§ **Provided passage**:
------------

Harry: There was always a threat. Does the Cuban missile crisis mean anything to you? That was a close one. We came pretty close to things getting out of control with that missile business, and that would have been terrible.
Will: Was Raytheon a good place to work?
Harry: Yes, yes it was.
Will: At the time, did they give good salaries compared to other jobs?
Harry: Oh yes. Probably better than some of the other jobs. They had personnel departments and human resources. The big difference was the position of women. Most of the women who worked at Raytheon were secretaries. Some of them worked as assembly people. Today, there are lots and lots of lady engineers which we didn't have back then.
Will: Did you see Wayland grow from a rural town to a suburban town.
Harry: Yeah, but it sort of snuck up on you. You didn't think much about what was happening. When we came here, the high school was here. The population was somewhere between 12 and 14 thousand people. When we came here, Wayland was very much a divided town between Cochituate and North Wayland. If you look at Wayland's history, the southern end of town was where the shoe factories were and where the people that went to work from 8 to 4 and got low wages lived. The northern end of town was farms and estates.
Dan: Where there any complaints from the town?
Harry: Certainly not noise because there wasn't any noise. Sometimes things like lighting at night, and when there was something we would try to do something about it. We would lower them or put metal shields over them. I'd say, in general, relations with the town were pretty good. The human resources people were very much interested in that kind of thing. As was I because I lived with the town. We tried to reach out to the town. A few of us would sit around with some of the higher powered folks in the company, and we would try to figure out what we could do to reach out to the town, to reach out to the kids, to reach out to the old people. Practically every year we had an open house. We would open it up, and people could go in.
| The 1950's in America were a time of change and uncertainty. With World War II fading into the past, a new conflict emerged. With the cold war between the U.S. and the Soviet Union escalating, widespread panic and fear began to grip the nation. Many citizens in the country were terrified that communism was spreading like a disease and that soon the Soviet Union may even attack America. They feared that the Soviets could launch a nuclear assault on America and its major cities via the northern reaches of the planet. In defense of this, the U.S. built numerous aircraft defense sites along the northern part of the country to shield them from any possible bomber attacks. One of the sites chosen to build one of these missile sites was North Wayland/Lincoln line in eastern Massachusetts. This was a controversial issue at the time and many residents of Wayland were strongly opposed to the idea. The people wanted the defensive measures taken that would ensure their safety, but they thought it was too big of a risk having the military site right in their backyard. They were afraid that having a missile site in the area would make the town a prime target for any Soviet attacks if they did indeed occur.

------------

§ **Material shown**:

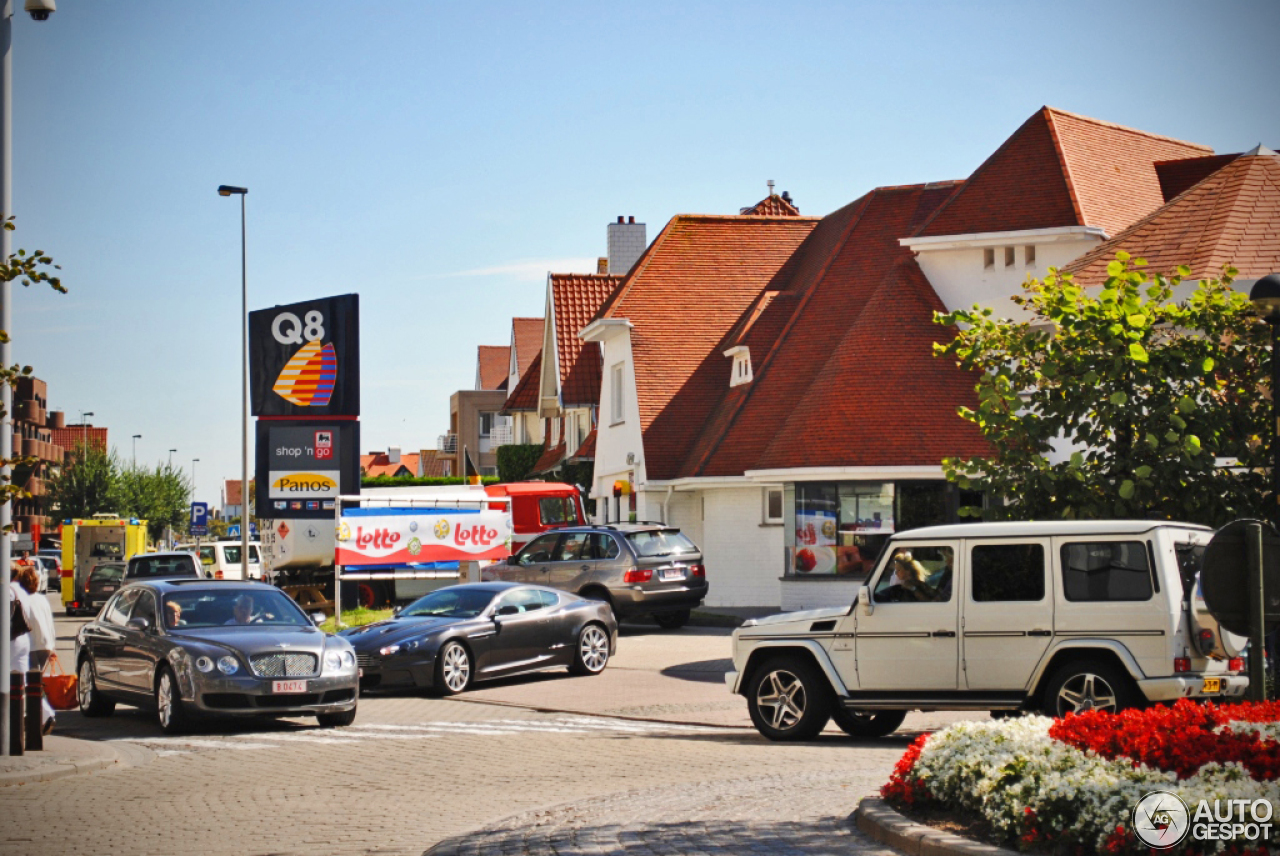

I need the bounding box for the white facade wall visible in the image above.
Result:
[902,226,1106,320]
[669,485,783,608]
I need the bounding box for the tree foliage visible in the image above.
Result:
[934,252,1271,526]
[0,214,67,516]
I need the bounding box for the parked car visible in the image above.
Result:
[182,541,262,580]
[484,523,707,630]
[83,562,124,613]
[124,550,209,582]
[726,521,1248,740]
[342,582,618,695]
[76,578,358,733]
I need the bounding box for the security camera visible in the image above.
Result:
[23,0,58,20]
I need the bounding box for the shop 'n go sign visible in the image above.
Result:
[335,508,511,567]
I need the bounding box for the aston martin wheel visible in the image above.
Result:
[746,656,831,741]
[76,656,115,717]
[831,702,906,737]
[435,642,471,696]
[568,624,609,674]
[156,668,189,734]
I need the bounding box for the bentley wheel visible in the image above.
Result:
[746,656,831,740]
[76,656,115,717]
[831,702,906,737]
[1044,662,1135,717]
[435,642,471,696]
[156,668,189,734]
[568,624,609,674]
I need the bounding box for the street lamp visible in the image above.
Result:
[81,411,93,458]
[218,184,248,573]
[1249,274,1280,525]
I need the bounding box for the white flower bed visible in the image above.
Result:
[913,717,1280,852]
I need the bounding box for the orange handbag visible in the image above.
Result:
[41,654,79,710]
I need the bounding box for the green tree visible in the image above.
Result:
[934,252,1271,526]
[111,463,192,541]
[0,214,67,516]
[46,443,120,519]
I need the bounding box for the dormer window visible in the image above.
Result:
[724,344,754,386]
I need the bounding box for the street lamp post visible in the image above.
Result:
[218,184,248,576]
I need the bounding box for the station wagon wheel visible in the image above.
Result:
[156,668,188,734]
[568,624,609,674]
[831,704,906,737]
[1044,662,1135,717]
[746,656,831,741]
[435,642,471,696]
[76,656,115,717]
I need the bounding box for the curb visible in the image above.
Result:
[852,797,1020,856]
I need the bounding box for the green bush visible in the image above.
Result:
[498,443,543,482]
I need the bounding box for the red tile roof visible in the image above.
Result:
[686,182,986,476]
[502,351,543,415]
[550,274,622,407]
[599,215,818,479]
[1064,145,1280,285]
[511,319,543,377]
[918,107,1213,237]
[742,193,800,218]
[476,344,511,389]
[1156,152,1240,202]
[49,425,106,452]
[360,452,419,479]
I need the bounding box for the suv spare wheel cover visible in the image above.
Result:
[1201,519,1280,636]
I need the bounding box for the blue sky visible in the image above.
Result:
[5,0,1280,503]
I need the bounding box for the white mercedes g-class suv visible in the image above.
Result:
[726,521,1248,740]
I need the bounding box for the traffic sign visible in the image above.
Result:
[191,503,209,536]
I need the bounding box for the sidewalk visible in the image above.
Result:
[0,734,141,787]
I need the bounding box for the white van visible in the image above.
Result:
[180,541,262,580]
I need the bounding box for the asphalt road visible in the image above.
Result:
[0,593,977,856]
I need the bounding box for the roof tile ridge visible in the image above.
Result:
[689,188,879,477]
[1041,106,1089,226]
[1043,105,1213,155]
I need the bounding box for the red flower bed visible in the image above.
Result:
[1044,699,1280,781]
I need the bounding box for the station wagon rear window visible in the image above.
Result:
[1062,541,1152,601]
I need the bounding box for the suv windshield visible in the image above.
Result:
[401,589,494,618]
[625,528,698,557]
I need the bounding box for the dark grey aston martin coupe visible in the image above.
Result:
[76,578,360,733]
[342,582,618,695]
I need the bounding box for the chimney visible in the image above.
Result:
[608,215,649,275]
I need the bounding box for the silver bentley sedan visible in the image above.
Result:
[76,580,360,733]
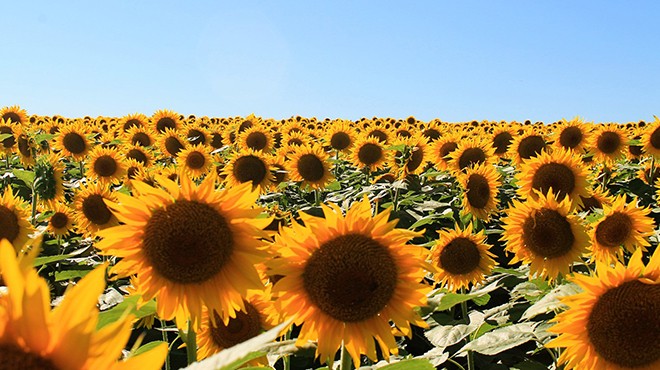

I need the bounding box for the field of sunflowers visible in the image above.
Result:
[0,106,660,370]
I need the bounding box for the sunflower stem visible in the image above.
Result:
[461,287,474,370]
[339,342,353,370]
[186,320,197,365]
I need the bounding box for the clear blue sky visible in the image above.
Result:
[0,0,660,122]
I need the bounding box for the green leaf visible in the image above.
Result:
[185,320,290,370]
[457,322,534,356]
[96,295,156,329]
[379,358,435,370]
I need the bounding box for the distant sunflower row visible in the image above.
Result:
[0,106,660,366]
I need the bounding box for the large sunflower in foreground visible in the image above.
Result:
[516,148,589,206]
[96,176,271,328]
[591,196,655,263]
[431,224,495,291]
[458,163,502,221]
[269,198,433,364]
[0,240,167,370]
[546,249,660,370]
[502,191,589,279]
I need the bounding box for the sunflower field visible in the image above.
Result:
[0,106,660,370]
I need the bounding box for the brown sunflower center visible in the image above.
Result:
[440,237,481,275]
[522,208,575,258]
[296,153,325,182]
[1,112,22,123]
[330,132,351,150]
[156,117,176,133]
[50,212,69,229]
[559,126,584,149]
[62,132,87,154]
[94,155,117,177]
[245,131,268,150]
[650,127,660,149]
[518,135,545,159]
[142,200,234,284]
[596,131,621,154]
[493,131,513,155]
[186,152,206,170]
[165,136,183,156]
[302,234,398,322]
[188,128,206,145]
[126,148,149,164]
[82,194,112,225]
[532,162,575,199]
[465,173,490,209]
[458,148,486,170]
[131,132,151,146]
[596,212,633,248]
[587,280,660,368]
[209,301,262,348]
[0,343,59,370]
[0,205,21,242]
[232,155,266,186]
[358,143,383,166]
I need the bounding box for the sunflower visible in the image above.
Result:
[54,123,92,160]
[119,113,149,132]
[73,182,118,237]
[123,126,156,147]
[151,109,181,134]
[324,120,357,153]
[642,117,660,159]
[591,195,655,263]
[197,286,278,359]
[0,105,28,126]
[502,190,589,279]
[223,149,273,193]
[589,124,628,166]
[449,138,495,172]
[546,249,660,370]
[351,135,391,171]
[287,145,332,189]
[458,163,502,221]
[431,224,495,291]
[516,148,589,207]
[237,125,273,153]
[268,197,433,364]
[554,117,591,154]
[158,128,186,158]
[96,176,271,328]
[431,134,460,170]
[0,240,167,370]
[87,146,126,184]
[47,202,75,237]
[0,186,34,250]
[176,144,212,180]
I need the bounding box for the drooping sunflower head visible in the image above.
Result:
[431,224,495,291]
[73,182,118,237]
[546,246,660,370]
[87,146,126,184]
[591,195,655,264]
[287,145,333,189]
[97,176,270,328]
[0,186,34,251]
[177,144,213,179]
[516,148,590,207]
[502,191,589,279]
[268,197,433,364]
[223,149,273,193]
[54,123,92,160]
[458,163,501,221]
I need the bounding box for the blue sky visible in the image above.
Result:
[0,1,660,122]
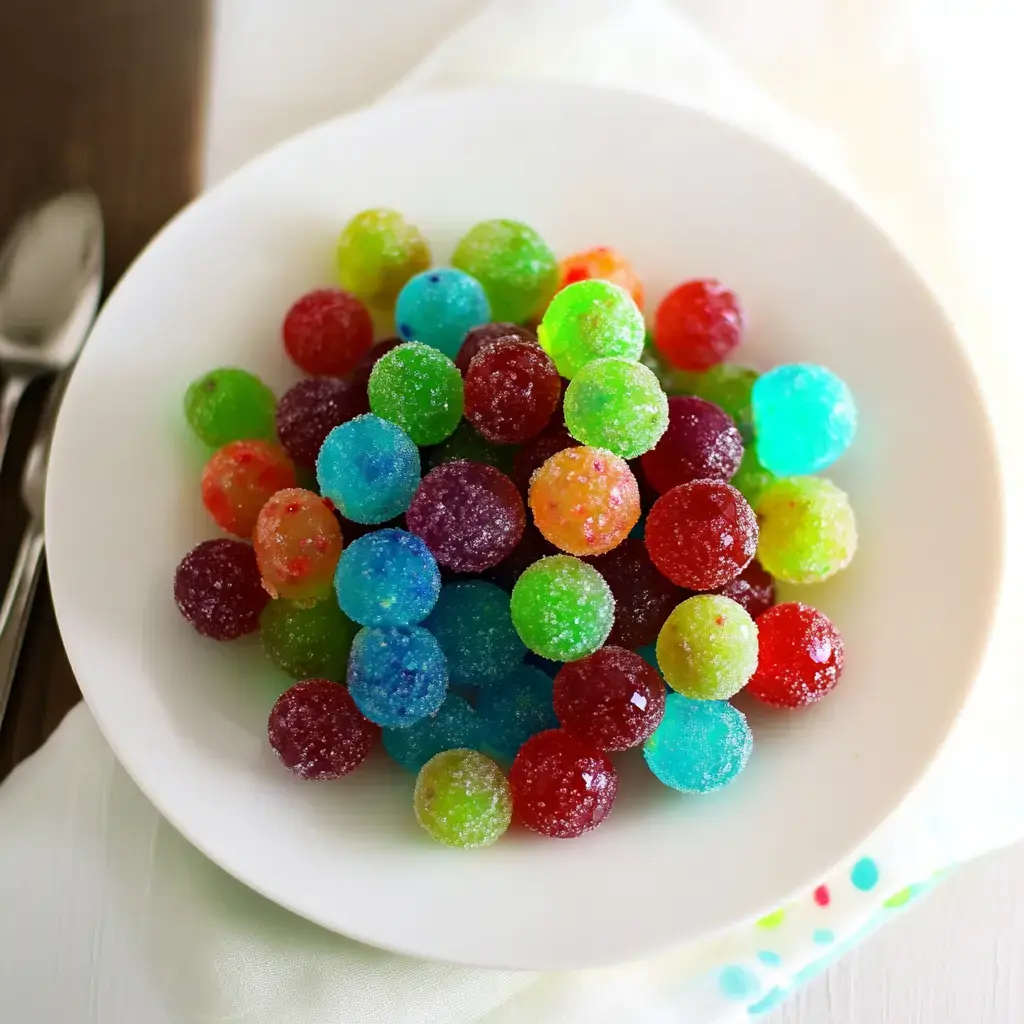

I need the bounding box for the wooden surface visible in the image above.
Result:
[0,0,209,778]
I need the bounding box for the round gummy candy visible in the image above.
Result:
[201,441,295,540]
[511,555,615,662]
[452,220,558,324]
[368,342,462,444]
[316,415,420,523]
[394,267,490,359]
[421,585,526,687]
[267,679,380,780]
[654,280,743,371]
[640,395,743,495]
[466,338,562,444]
[564,358,669,459]
[529,447,640,555]
[746,602,844,708]
[259,599,357,683]
[758,476,857,583]
[643,693,754,793]
[509,729,618,839]
[347,626,449,728]
[554,647,665,751]
[644,480,761,590]
[657,594,758,700]
[185,367,276,447]
[537,281,644,380]
[278,377,370,469]
[413,750,512,849]
[253,487,342,601]
[282,288,374,377]
[336,209,430,308]
[334,529,441,626]
[476,665,558,761]
[384,693,481,773]
[174,539,268,640]
[406,462,526,572]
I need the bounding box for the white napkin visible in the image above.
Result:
[0,0,1024,1024]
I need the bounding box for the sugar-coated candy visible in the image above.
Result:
[282,288,374,377]
[511,555,615,662]
[509,729,618,839]
[336,209,430,308]
[394,267,490,359]
[643,693,754,793]
[259,598,358,683]
[316,414,420,523]
[654,279,743,371]
[174,539,268,640]
[751,362,857,476]
[644,480,761,590]
[758,476,857,583]
[267,679,381,780]
[185,367,278,447]
[564,358,669,459]
[554,647,665,751]
[346,626,449,728]
[746,602,844,708]
[384,693,481,774]
[413,750,512,849]
[452,220,558,324]
[334,529,441,626]
[421,585,526,687]
[253,487,342,601]
[529,446,640,555]
[406,462,526,572]
[368,342,463,444]
[465,338,562,444]
[537,281,644,380]
[640,395,743,495]
[200,441,295,540]
[657,594,758,700]
[278,377,370,469]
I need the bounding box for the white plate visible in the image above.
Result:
[46,86,1001,969]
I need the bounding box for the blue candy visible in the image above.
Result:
[316,414,420,523]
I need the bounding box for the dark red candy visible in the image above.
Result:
[267,679,381,779]
[174,540,269,640]
[555,647,665,751]
[509,729,618,839]
[746,602,844,708]
[644,480,758,590]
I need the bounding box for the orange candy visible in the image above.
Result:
[529,446,640,556]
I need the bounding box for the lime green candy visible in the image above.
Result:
[413,750,512,848]
[656,594,758,700]
[511,555,615,662]
[452,220,558,324]
[564,358,669,459]
[185,367,278,447]
[757,476,857,583]
[367,341,462,444]
[337,209,430,308]
[537,279,644,380]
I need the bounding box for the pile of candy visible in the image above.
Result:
[174,210,856,847]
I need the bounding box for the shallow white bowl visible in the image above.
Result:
[46,87,1000,969]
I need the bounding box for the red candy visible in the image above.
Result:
[509,729,618,839]
[746,602,843,708]
[654,280,743,371]
[174,539,269,640]
[267,679,381,779]
[555,646,665,751]
[282,288,374,377]
[644,480,758,590]
[640,395,743,495]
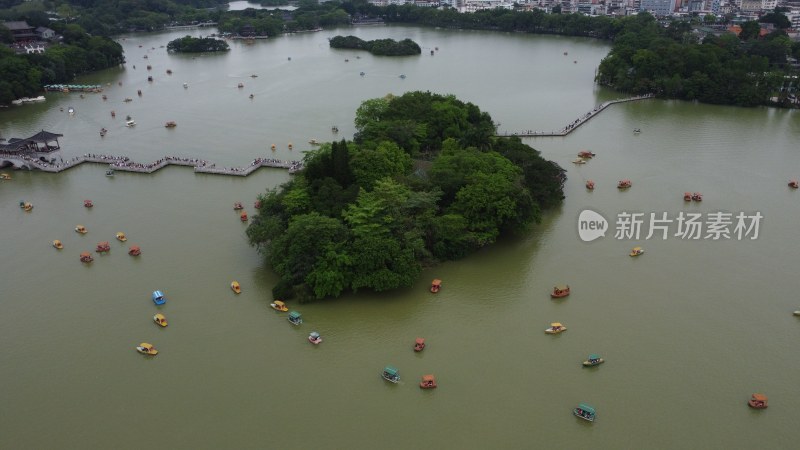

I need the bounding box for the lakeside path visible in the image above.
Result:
[0,153,303,177]
[497,94,655,137]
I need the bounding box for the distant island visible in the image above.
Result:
[167,36,230,53]
[330,36,422,56]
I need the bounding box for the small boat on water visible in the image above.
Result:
[419,375,437,389]
[269,300,289,312]
[287,311,303,325]
[583,353,606,367]
[153,313,167,327]
[550,284,569,298]
[381,366,400,383]
[747,394,767,409]
[136,342,158,356]
[152,291,167,306]
[572,403,595,422]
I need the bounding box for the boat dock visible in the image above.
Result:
[497,94,655,137]
[0,153,303,177]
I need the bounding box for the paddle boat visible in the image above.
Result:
[419,375,437,389]
[550,284,569,298]
[153,313,167,327]
[152,291,167,306]
[583,353,606,367]
[381,366,400,383]
[572,403,595,422]
[269,300,289,312]
[287,311,303,325]
[747,394,767,409]
[136,342,158,356]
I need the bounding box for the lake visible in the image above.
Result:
[0,26,800,449]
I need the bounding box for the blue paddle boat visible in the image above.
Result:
[153,291,167,305]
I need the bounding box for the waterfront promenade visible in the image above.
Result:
[497,94,655,137]
[0,153,303,177]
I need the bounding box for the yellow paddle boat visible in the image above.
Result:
[153,313,167,327]
[136,342,158,355]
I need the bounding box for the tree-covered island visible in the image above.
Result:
[247,92,566,301]
[167,36,230,53]
[330,36,422,56]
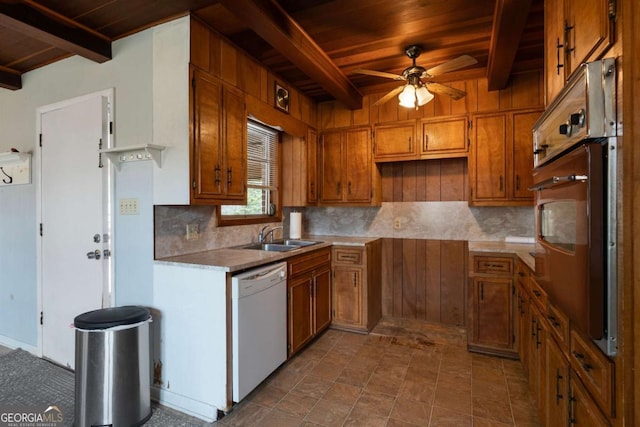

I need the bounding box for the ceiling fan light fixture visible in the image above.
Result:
[416,86,433,107]
[398,84,416,108]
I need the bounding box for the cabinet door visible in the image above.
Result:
[469,114,507,201]
[191,70,223,199]
[373,120,418,162]
[529,304,547,414]
[287,274,314,355]
[516,284,531,374]
[542,336,569,426]
[544,0,567,105]
[420,117,469,158]
[313,265,331,334]
[343,129,372,202]
[307,129,318,205]
[222,86,247,202]
[473,278,513,349]
[565,0,612,73]
[320,132,343,202]
[333,267,362,326]
[569,372,610,427]
[512,111,542,200]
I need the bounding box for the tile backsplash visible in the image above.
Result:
[154,201,534,258]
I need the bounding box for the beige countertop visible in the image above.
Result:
[469,241,536,271]
[155,236,377,273]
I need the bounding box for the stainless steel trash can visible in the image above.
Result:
[74,306,151,427]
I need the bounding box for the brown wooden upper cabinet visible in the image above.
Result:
[544,0,616,105]
[281,128,318,206]
[469,110,542,206]
[373,116,469,163]
[319,127,380,205]
[373,120,419,162]
[190,67,247,205]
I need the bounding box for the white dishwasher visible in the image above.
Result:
[231,263,287,402]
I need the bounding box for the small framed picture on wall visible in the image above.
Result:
[273,82,289,113]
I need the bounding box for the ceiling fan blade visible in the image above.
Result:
[353,69,404,80]
[426,82,467,100]
[373,86,404,107]
[425,55,478,77]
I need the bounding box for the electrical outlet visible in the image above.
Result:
[186,223,200,240]
[119,199,140,215]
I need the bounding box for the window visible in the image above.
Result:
[218,120,281,225]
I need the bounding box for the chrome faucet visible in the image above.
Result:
[258,225,282,243]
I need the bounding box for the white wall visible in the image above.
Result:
[0,17,189,348]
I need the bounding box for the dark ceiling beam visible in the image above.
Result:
[0,66,22,90]
[487,0,532,90]
[0,2,111,63]
[220,0,362,110]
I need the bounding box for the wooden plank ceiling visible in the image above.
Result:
[0,0,544,108]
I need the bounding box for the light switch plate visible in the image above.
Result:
[120,199,140,215]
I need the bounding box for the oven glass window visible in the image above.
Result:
[539,200,578,252]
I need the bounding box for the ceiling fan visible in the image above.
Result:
[354,45,478,108]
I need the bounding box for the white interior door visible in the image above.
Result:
[40,95,111,369]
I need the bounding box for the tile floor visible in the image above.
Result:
[216,319,540,427]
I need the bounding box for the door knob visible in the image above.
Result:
[87,249,101,259]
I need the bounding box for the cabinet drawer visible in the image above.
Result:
[473,255,513,276]
[547,303,569,350]
[529,277,548,317]
[288,248,331,277]
[516,260,531,289]
[571,329,614,416]
[333,246,362,265]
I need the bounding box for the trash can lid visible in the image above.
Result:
[73,305,151,329]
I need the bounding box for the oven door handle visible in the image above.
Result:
[529,175,589,191]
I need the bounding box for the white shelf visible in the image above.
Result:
[0,151,31,166]
[99,144,165,169]
[0,151,31,186]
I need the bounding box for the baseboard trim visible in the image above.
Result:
[151,385,218,422]
[0,335,40,357]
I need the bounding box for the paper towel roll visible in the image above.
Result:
[289,212,302,239]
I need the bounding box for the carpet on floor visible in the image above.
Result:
[0,349,214,427]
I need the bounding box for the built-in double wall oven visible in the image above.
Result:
[531,59,617,355]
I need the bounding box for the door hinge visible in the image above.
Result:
[609,0,616,19]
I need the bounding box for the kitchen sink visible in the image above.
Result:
[276,239,320,247]
[242,243,300,252]
[242,239,320,252]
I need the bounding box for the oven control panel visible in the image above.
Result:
[533,58,616,167]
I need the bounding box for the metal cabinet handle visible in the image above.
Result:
[556,37,564,75]
[213,165,220,185]
[556,368,564,405]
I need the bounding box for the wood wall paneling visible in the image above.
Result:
[379,158,467,202]
[382,238,468,325]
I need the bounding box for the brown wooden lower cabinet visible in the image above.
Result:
[515,256,615,427]
[468,253,517,358]
[331,240,382,333]
[287,248,331,357]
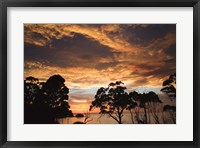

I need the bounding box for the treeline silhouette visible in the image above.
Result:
[90,74,176,124]
[24,74,176,124]
[24,75,73,124]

------------

Rewrite the interview passage starting at "Will: Was Raytheon" and ending at "have back then.", replacing "Raytheon" with "the company" throughout. The listing is not needed for this work.

§ **Result of this task**:
Will: Was the company a good place to work?
Harry: Yes, yes it was.
Will: At the time, did they give good salaries compared to other jobs?
Harry: Oh yes. Probably better than some of the other jobs. They had personnel departments and human resources. The big difference was the position of women. Most of the women who worked at the company were secretaries. Some of them worked as assembly people. Today, there are lots and lots of lady engineers which we didn't have back then.